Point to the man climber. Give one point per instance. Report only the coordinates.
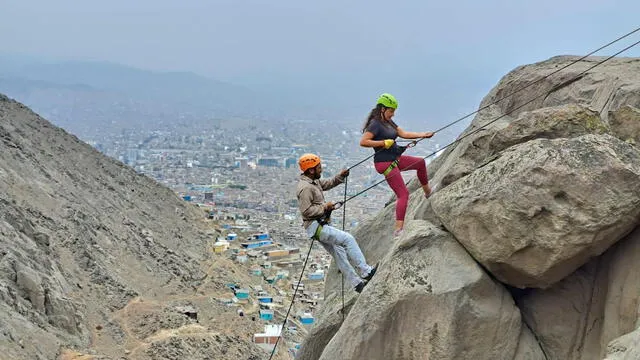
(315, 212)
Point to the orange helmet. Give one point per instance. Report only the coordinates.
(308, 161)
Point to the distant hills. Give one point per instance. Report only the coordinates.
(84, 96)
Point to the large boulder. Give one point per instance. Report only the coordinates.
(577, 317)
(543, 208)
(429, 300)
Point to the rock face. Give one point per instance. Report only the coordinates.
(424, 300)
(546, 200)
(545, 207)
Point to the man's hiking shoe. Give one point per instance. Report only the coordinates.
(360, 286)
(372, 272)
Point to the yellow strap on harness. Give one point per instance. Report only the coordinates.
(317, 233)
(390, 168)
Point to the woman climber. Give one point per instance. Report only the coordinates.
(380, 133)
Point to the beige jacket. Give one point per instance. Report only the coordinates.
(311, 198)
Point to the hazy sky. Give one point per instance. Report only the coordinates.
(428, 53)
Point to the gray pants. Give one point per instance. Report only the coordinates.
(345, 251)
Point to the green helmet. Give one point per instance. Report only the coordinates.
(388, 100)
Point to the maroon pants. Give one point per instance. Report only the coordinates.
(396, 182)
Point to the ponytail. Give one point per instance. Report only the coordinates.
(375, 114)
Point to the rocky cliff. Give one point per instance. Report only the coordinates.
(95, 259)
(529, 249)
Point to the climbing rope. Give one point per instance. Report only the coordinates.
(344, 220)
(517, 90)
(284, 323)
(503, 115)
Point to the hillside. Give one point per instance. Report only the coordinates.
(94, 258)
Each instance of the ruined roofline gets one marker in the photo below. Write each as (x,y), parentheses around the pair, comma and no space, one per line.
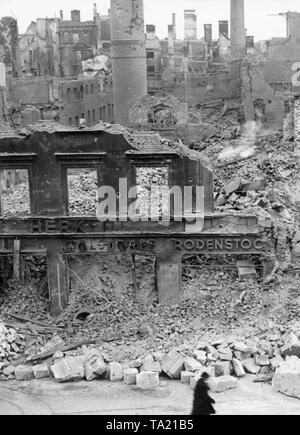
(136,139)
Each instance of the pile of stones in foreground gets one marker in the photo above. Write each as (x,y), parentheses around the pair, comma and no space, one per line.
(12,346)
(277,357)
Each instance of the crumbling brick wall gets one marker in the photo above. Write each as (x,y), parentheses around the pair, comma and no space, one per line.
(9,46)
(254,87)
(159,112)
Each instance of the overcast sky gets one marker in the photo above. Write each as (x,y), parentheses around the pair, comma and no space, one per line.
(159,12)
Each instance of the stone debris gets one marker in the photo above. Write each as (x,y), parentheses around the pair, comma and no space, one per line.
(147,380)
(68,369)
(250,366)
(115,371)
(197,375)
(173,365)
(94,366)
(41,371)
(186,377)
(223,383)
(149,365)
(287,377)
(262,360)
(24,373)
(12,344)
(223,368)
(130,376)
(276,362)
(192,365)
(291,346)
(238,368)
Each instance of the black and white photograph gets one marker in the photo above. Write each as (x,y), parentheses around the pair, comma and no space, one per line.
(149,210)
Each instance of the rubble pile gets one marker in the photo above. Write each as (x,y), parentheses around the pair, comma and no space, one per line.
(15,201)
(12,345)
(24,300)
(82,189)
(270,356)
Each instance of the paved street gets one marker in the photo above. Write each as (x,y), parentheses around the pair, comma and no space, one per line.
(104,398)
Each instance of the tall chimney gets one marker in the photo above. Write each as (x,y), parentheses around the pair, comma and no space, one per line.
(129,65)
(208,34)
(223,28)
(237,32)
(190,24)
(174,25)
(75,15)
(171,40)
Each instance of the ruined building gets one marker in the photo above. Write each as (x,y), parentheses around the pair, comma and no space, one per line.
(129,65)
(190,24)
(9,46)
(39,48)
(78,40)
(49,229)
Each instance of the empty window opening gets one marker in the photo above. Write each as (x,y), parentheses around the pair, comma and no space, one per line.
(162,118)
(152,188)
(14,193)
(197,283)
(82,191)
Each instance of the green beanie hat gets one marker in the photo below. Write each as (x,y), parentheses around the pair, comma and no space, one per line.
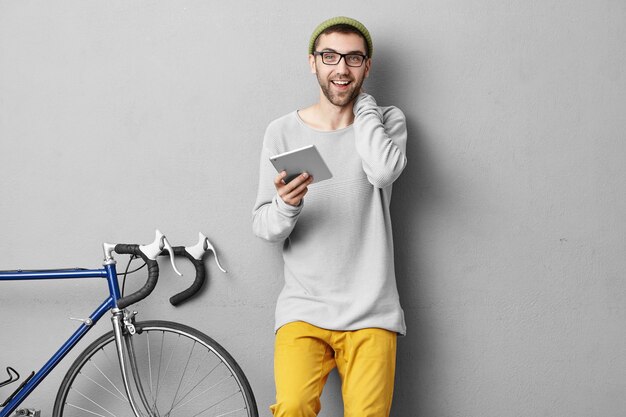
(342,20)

• Given problem
Reproduce the entries from the line containing "Each instance of the black" through the end of the entries, including the requests, and offset every coordinate in the answers by adding 82 to each x and y value. Leave the pictures out.

• Task output
Each instance of the black and white photograph gets one marker in the photo above. Write each as (x,y), parentheses around the pair, comma and no space, one per line.
(231,292)
Each instance of the rubble pile gets one marker in the photo above. Write each as (x,y), parentheses around the pair, comma and no space, one per line.
(97,283)
(94,427)
(106,382)
(164,271)
(352,438)
Each instance of the paved street gets one marker in the photo above. Write each as (x,y), parentheses around the pair, comma and no space, one per line.
(186,480)
Each instance of the tall chimney gets one marker in the photo above. Write each as (x,y), parentheses around the pair, comma and no space, one per line.
(211,147)
(290,116)
(305,110)
(319,114)
(272,106)
(256,107)
(157,97)
(253,122)
Each instance of the ruined building gets one marker in the photo above. Write each as (x,y), parentheses around the pair, comma and no space, one per line.
(211,147)
(272,106)
(91,128)
(121,130)
(160,122)
(131,311)
Each instance of the empty window opening gets one marker in the photo above. Write each as (x,y), parentheses around the pair, comma and no space, one per line.
(244,200)
(234,270)
(96,275)
(279,365)
(164,273)
Each instance of the green beanie hat gets one marker in the photo below. Write each as (x,y), parentheses around the pair, comma and no space, one per line.
(424,102)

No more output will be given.